▸ The problem
Drop all images and give the records again exactly.
Segment Open
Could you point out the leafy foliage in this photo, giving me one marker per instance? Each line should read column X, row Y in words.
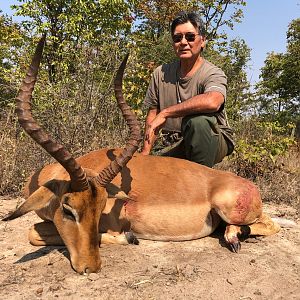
column 278, row 91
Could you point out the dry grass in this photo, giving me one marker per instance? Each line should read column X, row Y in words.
column 279, row 182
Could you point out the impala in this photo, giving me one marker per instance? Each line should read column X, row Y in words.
column 117, row 196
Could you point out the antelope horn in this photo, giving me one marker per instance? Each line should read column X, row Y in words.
column 111, row 171
column 23, row 110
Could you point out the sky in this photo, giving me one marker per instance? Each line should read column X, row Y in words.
column 263, row 27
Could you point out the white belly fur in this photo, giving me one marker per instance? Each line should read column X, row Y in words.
column 177, row 231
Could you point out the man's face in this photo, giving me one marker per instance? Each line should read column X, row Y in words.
column 187, row 42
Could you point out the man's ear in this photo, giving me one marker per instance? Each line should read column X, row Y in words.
column 115, row 192
column 39, row 199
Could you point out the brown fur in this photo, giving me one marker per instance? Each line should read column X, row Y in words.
column 168, row 199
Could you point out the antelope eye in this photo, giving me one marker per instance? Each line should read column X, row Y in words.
column 67, row 210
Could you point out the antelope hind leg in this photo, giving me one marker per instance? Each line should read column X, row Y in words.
column 44, row 234
column 263, row 226
column 123, row 238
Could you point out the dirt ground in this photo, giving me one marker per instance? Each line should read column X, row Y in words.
column 266, row 268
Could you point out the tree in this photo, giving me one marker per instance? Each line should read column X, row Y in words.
column 156, row 15
column 278, row 92
column 11, row 46
column 73, row 22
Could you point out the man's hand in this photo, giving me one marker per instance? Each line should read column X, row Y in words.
column 153, row 128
Segment Closed
▸ Output for this exercise
Could you point out the leafy foliage in this photo, giving me one marker per instance? Each line should read column X, row Y in words.
column 278, row 91
Could you point out the dry grass in this photo, giving me one marker per instance? Each line should read column X, row Y in words.
column 279, row 182
Could you point out the impala in this photo, giving me one marker per instance? Each line should read column X, row Y in words.
column 117, row 196
Could you point out the antelope horn in this photo, giving me one marker per instance? Each line should read column X, row Y in words.
column 111, row 171
column 23, row 110
Could you point out the sky in this photo, giving me one marker per instance? Each line should read column X, row Y in words.
column 263, row 27
Could you point out the white belly fur in this photo, giving me one marker per instance? Each line should read column X, row Y in words.
column 177, row 231
Could you point out the man's face in this photo, giving me one marker per instance? Each line should read column X, row Y in words.
column 187, row 42
Could you point out the man's ear in this photo, giving me one marker per instance? Each line should read column X, row Y in words.
column 115, row 192
column 39, row 199
Could you point out the brown fur in this photo, giving me one marker per instance? Each line should read column X, row Y in words.
column 168, row 199
Could you point out the antelope eye in this photo, giving me one marker per instance? Each line should read column X, row Y in words.
column 67, row 210
Could you point out the antelope hind leg in this photo, giving me one marker per instance? Each line should read column X, row Y in words.
column 44, row 234
column 263, row 226
column 123, row 238
Could you point out the dirt ground in this photo, giving me one marker per instance? Each line should read column X, row Y in words.
column 266, row 268
Could you point out the tree in this photo, giving me one marker per instance? Each line should read column X, row Y in words.
column 156, row 15
column 278, row 92
column 11, row 46
column 73, row 22
Could you point out the man's hand in this photo, giving me one marker per instance? Each line should read column X, row Y in words.
column 153, row 128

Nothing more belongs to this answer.